Excerpts of pointing data
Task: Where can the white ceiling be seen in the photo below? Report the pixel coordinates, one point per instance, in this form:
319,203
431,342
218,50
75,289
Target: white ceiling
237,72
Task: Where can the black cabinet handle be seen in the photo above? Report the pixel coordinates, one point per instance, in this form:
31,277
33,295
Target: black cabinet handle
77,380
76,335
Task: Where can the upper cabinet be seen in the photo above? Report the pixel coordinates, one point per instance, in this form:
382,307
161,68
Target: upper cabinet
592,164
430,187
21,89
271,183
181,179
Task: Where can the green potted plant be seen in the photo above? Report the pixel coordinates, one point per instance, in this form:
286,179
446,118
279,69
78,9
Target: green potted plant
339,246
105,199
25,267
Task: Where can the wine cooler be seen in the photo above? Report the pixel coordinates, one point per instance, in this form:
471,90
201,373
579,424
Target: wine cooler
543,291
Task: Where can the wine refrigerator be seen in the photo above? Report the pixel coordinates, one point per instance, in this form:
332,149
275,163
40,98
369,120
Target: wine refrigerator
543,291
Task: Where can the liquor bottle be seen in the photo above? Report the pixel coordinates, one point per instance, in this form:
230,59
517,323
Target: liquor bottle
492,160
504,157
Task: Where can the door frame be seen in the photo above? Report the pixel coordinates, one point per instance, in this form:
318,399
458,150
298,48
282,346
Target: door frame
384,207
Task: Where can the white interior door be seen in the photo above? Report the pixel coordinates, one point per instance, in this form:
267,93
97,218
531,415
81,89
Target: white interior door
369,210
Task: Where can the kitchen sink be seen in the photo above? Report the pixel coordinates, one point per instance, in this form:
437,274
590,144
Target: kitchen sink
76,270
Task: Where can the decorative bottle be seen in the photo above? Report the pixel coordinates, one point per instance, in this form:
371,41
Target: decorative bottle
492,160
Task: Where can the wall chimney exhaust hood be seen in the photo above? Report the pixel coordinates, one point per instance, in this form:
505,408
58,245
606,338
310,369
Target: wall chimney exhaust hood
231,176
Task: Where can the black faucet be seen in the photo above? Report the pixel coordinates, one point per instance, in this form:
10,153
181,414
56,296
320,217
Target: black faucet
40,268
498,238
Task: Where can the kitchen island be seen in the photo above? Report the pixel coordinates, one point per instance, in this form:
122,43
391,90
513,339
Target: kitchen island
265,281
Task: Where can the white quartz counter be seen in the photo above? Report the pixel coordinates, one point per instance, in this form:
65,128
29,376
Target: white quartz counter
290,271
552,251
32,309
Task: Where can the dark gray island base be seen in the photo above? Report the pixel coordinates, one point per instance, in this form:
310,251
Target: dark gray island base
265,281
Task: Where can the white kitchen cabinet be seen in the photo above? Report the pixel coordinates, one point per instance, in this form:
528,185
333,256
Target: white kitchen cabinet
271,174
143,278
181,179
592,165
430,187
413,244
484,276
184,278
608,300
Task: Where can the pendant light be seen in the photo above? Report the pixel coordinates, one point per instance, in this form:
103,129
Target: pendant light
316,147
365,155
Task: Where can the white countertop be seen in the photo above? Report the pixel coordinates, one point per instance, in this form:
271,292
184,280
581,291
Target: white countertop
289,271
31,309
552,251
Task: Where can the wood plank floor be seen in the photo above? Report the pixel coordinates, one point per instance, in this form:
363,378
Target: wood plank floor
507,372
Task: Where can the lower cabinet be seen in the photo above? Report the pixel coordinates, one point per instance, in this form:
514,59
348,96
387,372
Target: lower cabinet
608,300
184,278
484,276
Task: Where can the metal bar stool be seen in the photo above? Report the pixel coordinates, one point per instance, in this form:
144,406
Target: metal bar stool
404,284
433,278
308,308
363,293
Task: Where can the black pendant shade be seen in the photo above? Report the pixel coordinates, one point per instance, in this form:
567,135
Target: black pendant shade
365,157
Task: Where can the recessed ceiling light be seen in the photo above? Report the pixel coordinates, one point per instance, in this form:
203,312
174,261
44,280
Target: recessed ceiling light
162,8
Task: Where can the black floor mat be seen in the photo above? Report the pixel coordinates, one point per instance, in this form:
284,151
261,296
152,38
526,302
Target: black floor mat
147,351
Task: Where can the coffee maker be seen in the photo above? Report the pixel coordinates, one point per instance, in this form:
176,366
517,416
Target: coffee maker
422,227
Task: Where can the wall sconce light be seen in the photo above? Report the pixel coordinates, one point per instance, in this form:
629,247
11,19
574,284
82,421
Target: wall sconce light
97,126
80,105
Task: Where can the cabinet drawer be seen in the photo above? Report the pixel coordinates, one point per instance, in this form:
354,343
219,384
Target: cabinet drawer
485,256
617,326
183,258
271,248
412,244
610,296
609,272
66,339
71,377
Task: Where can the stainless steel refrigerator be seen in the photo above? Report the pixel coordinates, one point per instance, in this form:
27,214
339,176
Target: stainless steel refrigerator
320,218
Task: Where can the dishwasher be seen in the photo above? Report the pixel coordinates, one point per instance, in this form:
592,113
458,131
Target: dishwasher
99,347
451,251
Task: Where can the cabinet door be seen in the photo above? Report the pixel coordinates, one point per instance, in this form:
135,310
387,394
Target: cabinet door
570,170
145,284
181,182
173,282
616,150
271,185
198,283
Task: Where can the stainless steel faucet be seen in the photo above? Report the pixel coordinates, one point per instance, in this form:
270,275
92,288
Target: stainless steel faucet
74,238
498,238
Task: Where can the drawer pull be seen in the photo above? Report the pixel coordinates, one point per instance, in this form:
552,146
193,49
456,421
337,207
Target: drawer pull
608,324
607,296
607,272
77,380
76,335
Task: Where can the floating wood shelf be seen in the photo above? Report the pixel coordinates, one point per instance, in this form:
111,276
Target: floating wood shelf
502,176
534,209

• **Exercise goal**
Reproduce the records above exactly.

• **Exercise result**
Task: Where can the white ceiling be seen in the photo below? Report the pixel coordinates, one point per instance, in this form:
319,203
431,342
218,50
75,289
Target: white ceiling
237,72
Task: Where can the black cabinet handle be seen in the photo above? Report the pixel coordinates, one point per instance, in this form:
31,277
33,295
Target: black cabinet handle
77,380
76,335
Task: Where can the upper cabinet be seen in the photo above? Report the pixel coordinates, one point per instance, in this form:
382,307
161,68
Target: upper cabinet
592,164
430,187
21,89
271,183
181,179
Task: Where can the green potted plant be seen in the photo above? Report the pixel coordinates, one point per instance, in this form:
286,179
446,118
279,69
78,9
Target: green potted plant
339,246
105,199
25,267
Task: Where can the wine cooler be seen in the photo above? Report the pixel coordinates, one point per instance, in this form:
471,90
201,373
579,424
Target: wine cooler
543,291
Task: Where can the wine refrigerator be seen in the photo above? Report the pixel coordinates, one point per instance, in this form:
332,149
275,163
40,98
369,120
Target: wine refrigerator
543,291
Task: Where can the liquor bottle be seen in the photo above? Report the pixel coordinates, one point per instance, in this form:
230,59
517,323
Target: liquor bottle
492,160
504,157
Task: Where can the door frame be seen in the photo above? Report the pixel coordinates, one point per instance, in this form:
318,399
458,150
298,48
282,346
Target: door frame
384,207
Task: Where can the white interior door be seen in the photo above? Report the pixel coordinates, one point per instance, in this form:
267,93
97,218
531,415
81,89
Target: white interior door
369,210
Task: Where can the kitchen sink be seen in the photo above? Report the pixel coordinates, one point per instance, in this form:
437,274
590,144
Target: kitchen sink
76,270
Task: Where can the decorative bottle be seen in the photo above? Report the pixel coordinates, one point per instance, in this form:
371,41
Target: decorative bottle
492,160
Task: Where can the wall chimney exhaust hood be seen in the photo above? Report the pixel coordinates, one point per instance, in this form:
505,408
58,245
606,338
310,369
Target: wall chimney exhaust hood
231,176
Task: Where can the black faucet be seen in the photo above? Report the pixel coordinates, one point per instance, in this form:
10,153
181,414
56,296
320,217
Target: black faucet
40,268
498,238
Task: Where can the kitchen island be seen in the photo above? Report the pixel coordinates, one point per instance, in this form:
122,43
391,90
513,339
Target: kitchen island
265,281
Task: Where can the white quartz counter be seen in the photo above? Report the pixel coordinates, one point per instance, in this form:
65,128
29,376
Target: white quartz counter
290,271
552,251
32,309
Task: Where can the dark gray island base be seen in the photo above? Report the pixel coordinates, one point per instance, in this form:
310,251
Target: dark gray island base
265,281
Task: Where can the white kitchen cabinet be seen in the photo above? Report the pixel coordinates, one point per instance, in this form:
528,185
333,256
Target: white kitchen cabinet
271,174
143,278
181,179
592,165
430,187
413,244
484,276
184,278
608,300
Task: Where can the pendant light be seen in the photo above? Report the pixel coordinates, one point per instance, in this form:
103,129
Target: pendant light
316,147
365,155
Task: Where can the white countertop be seen in the photo above? Report the pixel coordinates, one point per instance, in this form:
271,292
184,280
581,291
Target: white countertop
289,271
31,309
552,251
Task: Where can the wood plank floor be seen in the photo above? Report the pixel coordinates, one point per instance, in this form:
363,378
Target: wood plank floor
507,372
Task: Where can the lower cabinet be seen in the photo above? Report the pixel coordinates, one point per instance, in this form:
514,59
348,96
387,372
Target: lower cabinet
608,300
184,278
484,276
Task: Where can the metal bar stool be seen in the photo above? Report the pixel coordinates, one point per instance, in this form:
144,406
Target: metal bar stool
404,284
433,278
308,308
363,293
Task: Where can the black pendant shade be seen in the photo above? Report the pixel coordinates, one point per instance, in this form:
567,135
Target: black pendant shade
365,157
Task: Where can the recessed ceiling light be seen in the photo above? Report the pixel coordinates, one point per instance, in this form:
203,312
174,261
44,280
Target: recessed ceiling light
162,8
Task: Where can the black floor mat be seen in the photo above? Report the pixel coordinates, one point per instance, in this form:
284,151
261,296
152,38
526,302
Target: black floor mat
147,351
Task: Where can the coffee maker be seen in the photo above? Report the pixel coordinates, one point per instance, in this form:
176,366
517,416
Target: coffee maker
422,227
Task: Where can the wall sconce light be seen in the photo above? Report the pixel coordinates, one point per instance, in this form:
629,247
11,19
574,284
82,421
Target: wall sconce light
97,126
80,105
Task: Where can the cabinet drawer be seen in the photo above? Report the pixel coordinates, one point per instance, in this form:
354,343
219,384
Target: cabinet drawer
485,256
617,326
183,258
271,248
412,244
610,296
609,272
66,339
71,377
Task: Where can the stainless steel refrigerator be seen in the photo above? Report the pixel coordinates, one point per instance, in this form:
27,214
339,176
Target: stainless steel refrigerator
320,218
Task: Where can the dishwasher be seen in the photo above? Report the pixel coordinates, one point per instance, in this form:
592,113
458,131
Target: dishwasher
99,347
451,251
Task: Where can the cabinet door be seen in the photo above? Report the pixel coordinates, one point per instance, in this form:
135,310
387,394
Target: cabinet door
570,170
145,284
181,182
173,282
616,150
271,185
198,283
Task: Where can the stainless steel faucet be seen in the photo above? Report the pixel coordinates, one point per instance, in this form:
270,275
92,288
Target: stainless steel faucet
74,238
498,238
Task: Where can the drawer pull be seen in the photo above? Report the pixel coordinates, one point per instance, in this form:
552,146
193,49
456,421
337,207
Target: drawer pull
608,324
607,296
607,272
77,380
76,335
Task: Where can the floating wood shelf be seen in the photo above? Report the pixel coordinates, one point per instance, in this form:
111,276
Target: floating wood shelf
502,176
534,209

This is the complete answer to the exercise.